-- Source extract follows --

Submission of New Evidence After Institution of an IPR is “Perfectly Permissible”
Last week, in Genzyme v. Biomarin, the Court of Appeals for the Federal Circuit held petitioners may introduce new evidence after an institution decision in IPR proceedings as long as the opposing party received notice of the new evidence and an opportunity to respond.
In its final written decision, the PTAB relied on references beyond those cited in its institution decision to demonstrate the state of the art at the time of the invention. On appeal, Genzyme argued that by citing references not set forth in the institution decision, the PTAB’s final written decision violated the Administrative Procedure Act’s (APA) requirement of notice and an opportunity to be heard.
The court rejected Genzyme’s argument and held that “[t]here is no requirement, either in the Board’s regulations, in the APA, or as a matter of due process, for the institution decision to anticipate and set forth every legal or factual issue that might arise in the course of the trial.” The court continued to hold that “[t]he purpose of the trial in an inter partes review proceeding is to give the parties an opportunity to build a record by introducing evidence—not simply to weigh evidence of which the Board is already aware.” Consequently, “the introduction of new evidence in the course of the trial is to be expected in inter partes review trial proceedings and, as long as the opposing party is given notice of the evidence and an opportunity to respond to it, the introduction of such evidence is perfectly permissible under the APA.” Notably, the grounds relied upon by the PTAB in the final written decision were the same as those identified in the institution decision.

-- Source extract concluded --
-- Supplied data follows --

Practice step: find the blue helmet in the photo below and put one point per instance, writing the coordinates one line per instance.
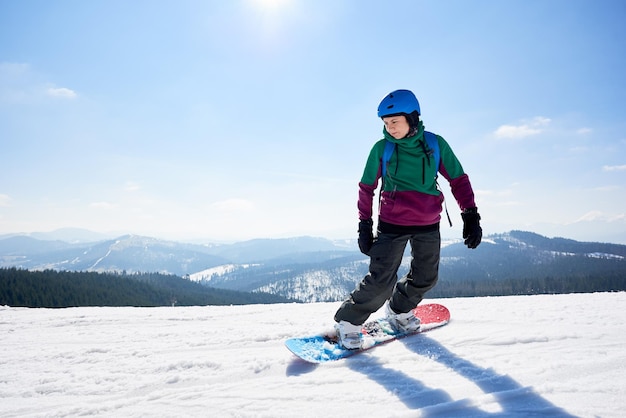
(399, 102)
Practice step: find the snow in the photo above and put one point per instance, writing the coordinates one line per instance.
(549, 355)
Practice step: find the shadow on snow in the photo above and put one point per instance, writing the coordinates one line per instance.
(512, 398)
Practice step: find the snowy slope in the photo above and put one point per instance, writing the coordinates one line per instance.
(520, 356)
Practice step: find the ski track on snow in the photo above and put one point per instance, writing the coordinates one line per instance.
(553, 356)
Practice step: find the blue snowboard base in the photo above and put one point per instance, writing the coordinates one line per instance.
(324, 348)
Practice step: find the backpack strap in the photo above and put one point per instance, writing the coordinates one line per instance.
(387, 153)
(433, 144)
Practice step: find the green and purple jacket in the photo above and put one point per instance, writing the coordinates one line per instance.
(409, 196)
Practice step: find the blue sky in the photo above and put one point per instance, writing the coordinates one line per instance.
(231, 120)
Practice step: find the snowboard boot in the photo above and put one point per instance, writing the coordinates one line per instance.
(349, 335)
(403, 322)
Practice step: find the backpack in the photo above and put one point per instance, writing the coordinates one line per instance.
(431, 142)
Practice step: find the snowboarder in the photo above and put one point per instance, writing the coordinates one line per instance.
(410, 206)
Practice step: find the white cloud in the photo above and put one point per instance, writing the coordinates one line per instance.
(233, 205)
(13, 69)
(61, 92)
(103, 205)
(5, 200)
(529, 128)
(131, 186)
(596, 215)
(614, 167)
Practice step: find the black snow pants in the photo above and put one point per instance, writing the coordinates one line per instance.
(382, 284)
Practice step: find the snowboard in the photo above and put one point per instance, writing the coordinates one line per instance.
(325, 348)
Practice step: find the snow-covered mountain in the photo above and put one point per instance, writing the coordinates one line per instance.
(516, 255)
(315, 269)
(518, 356)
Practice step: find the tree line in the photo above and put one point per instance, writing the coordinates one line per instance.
(60, 289)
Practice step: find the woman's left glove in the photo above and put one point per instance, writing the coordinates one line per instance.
(366, 236)
(472, 232)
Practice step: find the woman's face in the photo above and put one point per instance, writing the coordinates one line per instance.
(397, 126)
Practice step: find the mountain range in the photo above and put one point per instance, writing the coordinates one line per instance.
(316, 269)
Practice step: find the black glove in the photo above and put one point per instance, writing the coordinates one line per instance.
(472, 232)
(366, 236)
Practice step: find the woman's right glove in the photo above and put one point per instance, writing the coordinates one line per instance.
(366, 236)
(472, 232)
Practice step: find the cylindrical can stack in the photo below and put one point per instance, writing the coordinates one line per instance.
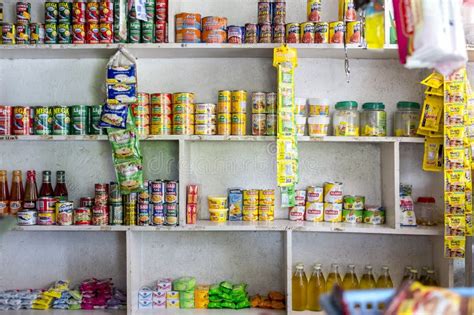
(224, 101)
(205, 119)
(239, 113)
(161, 114)
(183, 113)
(188, 28)
(141, 114)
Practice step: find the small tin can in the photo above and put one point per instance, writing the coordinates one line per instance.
(336, 32)
(64, 212)
(82, 216)
(292, 33)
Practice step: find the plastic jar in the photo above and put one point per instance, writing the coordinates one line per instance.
(346, 119)
(407, 118)
(373, 120)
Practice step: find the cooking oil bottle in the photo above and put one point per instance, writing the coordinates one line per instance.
(316, 287)
(350, 281)
(300, 288)
(367, 281)
(333, 278)
(385, 281)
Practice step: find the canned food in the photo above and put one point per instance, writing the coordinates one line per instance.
(292, 33)
(321, 33)
(82, 216)
(336, 32)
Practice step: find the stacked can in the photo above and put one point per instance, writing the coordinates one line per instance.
(266, 205)
(161, 21)
(239, 113)
(100, 209)
(333, 202)
(188, 28)
(214, 29)
(141, 114)
(259, 118)
(161, 114)
(192, 196)
(314, 204)
(79, 22)
(205, 119)
(183, 113)
(224, 101)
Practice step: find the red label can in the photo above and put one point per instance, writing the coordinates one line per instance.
(78, 12)
(21, 121)
(92, 33)
(106, 34)
(5, 120)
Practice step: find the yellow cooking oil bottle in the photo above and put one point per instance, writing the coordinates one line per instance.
(300, 288)
(350, 281)
(316, 287)
(333, 278)
(367, 281)
(385, 281)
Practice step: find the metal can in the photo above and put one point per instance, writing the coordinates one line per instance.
(353, 32)
(5, 120)
(292, 33)
(64, 33)
(64, 212)
(36, 33)
(79, 12)
(265, 33)
(336, 32)
(61, 120)
(307, 32)
(64, 12)
(235, 34)
(50, 12)
(321, 33)
(82, 216)
(252, 33)
(92, 12)
(21, 121)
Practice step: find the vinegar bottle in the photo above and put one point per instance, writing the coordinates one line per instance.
(350, 281)
(385, 281)
(4, 194)
(333, 278)
(316, 286)
(16, 194)
(300, 288)
(367, 281)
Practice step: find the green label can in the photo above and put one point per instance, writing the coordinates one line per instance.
(61, 120)
(79, 119)
(42, 122)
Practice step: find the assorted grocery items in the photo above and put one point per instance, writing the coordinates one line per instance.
(90, 294)
(89, 22)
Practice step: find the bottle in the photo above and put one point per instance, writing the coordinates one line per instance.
(368, 281)
(384, 281)
(300, 288)
(16, 194)
(316, 287)
(60, 191)
(46, 189)
(4, 194)
(333, 278)
(350, 281)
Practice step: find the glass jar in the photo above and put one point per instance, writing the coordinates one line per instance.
(346, 119)
(407, 118)
(373, 120)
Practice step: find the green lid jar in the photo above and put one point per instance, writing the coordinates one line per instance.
(373, 120)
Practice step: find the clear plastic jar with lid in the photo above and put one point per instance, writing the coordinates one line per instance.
(407, 118)
(373, 120)
(346, 119)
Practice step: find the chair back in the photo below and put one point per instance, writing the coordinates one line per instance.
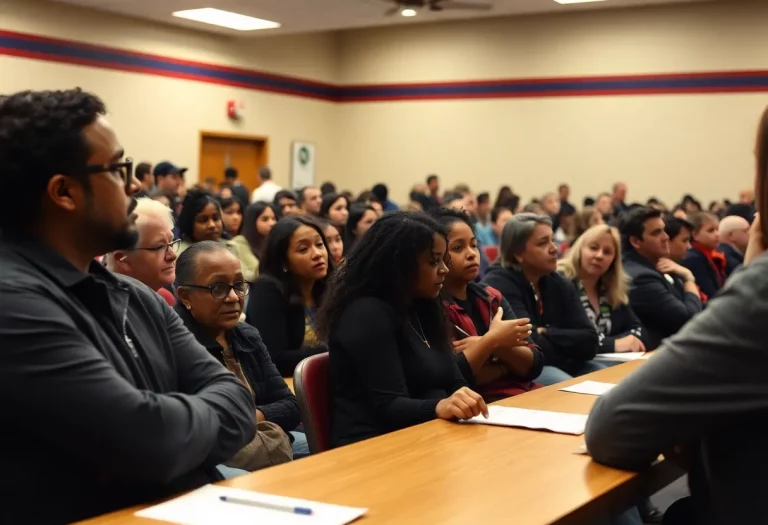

-- Supplied data concluded --

● **What this exercise asks**:
- A) In the article on the Genzyme ruling, update the passage starting at "Last week, in" and ending at "opportunity to respond." by replacing "petitioners" with "challengers".
- B) Translate this sentence from the article on the Genzyme ruling into Spanish: "Notably, the grounds relied upon by the PTAB in the final written decision were the same as those identified in the institution decision."
- C) According to the article on the Genzyme ruling, which requirement did Genzyme argue the PTAB's final written decision violated?

● **Numbered answers**:
- A)
Last week, in Genzyme v. Biomarin, the Court of Appeals for the Federal Circuit held challengers may introduce new evidence after an institution decision in IPR proceedings as long as the opposing party received notice of the new evidence and an opportunity to respond.

- B) En particular, los fundamentos en los que se basó el PTAB en la decisión escrita final eran los mismos que los identificados en la decisión de inicio.

- C) The Administrative Procedure Act's requirement of notice and an opportunity to be heard.